__Work to be completed__:
Please answer these from the text on Agesilaus:
1. Where was Tissaphernes's head cut off?
2. How many men did Agesilaus raise before crossing from Europe to Ephesus?
3. At what time of year did he bring his army back to Ephesus?

__Text provided__:
Agesilaus made general against the Persians by the Lacedæmonians; goes to Ephesus. They send to the king of Egypt for assistance. The Persians routed at Sipylus by Agesilaus. Tissaphernes's head cut off in a bath at Larissa. The war between the Phocians and the Bœotians.

IN Greece, when the Lacedæmonians foresaw the great war they were likely to have with the Persians, they made Agesilaus, one of their two kings, their general; who, raising six thousand men, and choosing thirty of the most eminent citizens to be members of the senate, passed over out of Europe to Ephesus. There he raised four thousand more, and so marched into the field with an army of ten thousand foot, and four hundred horse.

After the camp followed a rabble, (for the sake of pillage and plunder), not inferior in number to the army itself. He ran through the plains of the Caystrians, and wasted and spoiled all that belonged to the Persians as far as Cuma. Moving from thence, he spent the greater part of the summer in spoiling and wasting Phrygia, the country next adjoining; and having loaded his army with pillage and spoil, about the latter end of autumn returned with his army to Ephesus.

__Dataset extract__:
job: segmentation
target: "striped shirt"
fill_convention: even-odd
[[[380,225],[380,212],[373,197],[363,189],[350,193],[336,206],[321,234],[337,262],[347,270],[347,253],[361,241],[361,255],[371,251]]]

__Result__:
1. In a bath at Larissa.
2. Six thousand.
3. About the latter end of autumn.